[[ Quoted passage, beginning ]]

The principle of horizontal subsidiarity serves to dismantle and privatize public services, farming them out to the private sector which can then profit from the management of services such as schools, hospitals, care, cultural activities and various social services. Universal services only guarantee a minimum service to all, services which are offered by various sources on the basis of particular interests often on an ethnic or denominational basis, through schools and services financed by public funds.
Federalism and subsidiarity from a libertarian point of view, however, are elements of freedom and equality:
federalism means solidarity, enabling the redistribution of resources between rich and poor areas;
vertical subsidiarity, as theorized in libertarian circles since the days of Proudhon, has as its basis a system of assemblies ensuring the participation of all in political management, structures based on self-management and the rejection of the electoral delegate and federated on an ever-growing territorial level;
the principle of horizontal subsidiarity, as demonstrated by the experiences of self-management in Spain in 1936, the cooperativism of the peasant leagues, of the mutual aid societies, is an instrument of self-government and participation, of the initiative of everyone in the management of services on the basis of solidarity in a harmonic vision of society, founded on the freedom of education, on pluralism in religious matters, on the rejection of divisions on the basis of ethnicity, race or wealth.

[[ Quoted passage, end ]]
[[ Information shown, beginning ]]

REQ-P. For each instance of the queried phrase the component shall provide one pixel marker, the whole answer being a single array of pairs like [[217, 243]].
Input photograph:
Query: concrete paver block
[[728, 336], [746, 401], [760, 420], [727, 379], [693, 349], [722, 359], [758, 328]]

[[ Information shown, end ]]

__Problem details__:
Please say whether each statement agrees with the passage on subsidiarity, answering yes or no and quoting the deciding words: (a) From a libertarian point of view, federalism allows resources to be redistributed between rich and poor areas. (b) Vertical subsidiarity as theorized in libertarian circles relies on electoral delegates. (c) Self-management in Spain in 1936 is given as an example for horizontal subsidiarity. The listing is separate material, unrelated to the passage on subsidiarity.

__Expected answer__:
(a) Yes: "federalism means solidarity, enabling the redistribution of resources between rich and poor areas"
(b) No: "structures based on self-management and the rejection of the electoral delegate"
(c) Yes: "as demonstrated by the experiences of self-management in Spain in 1936"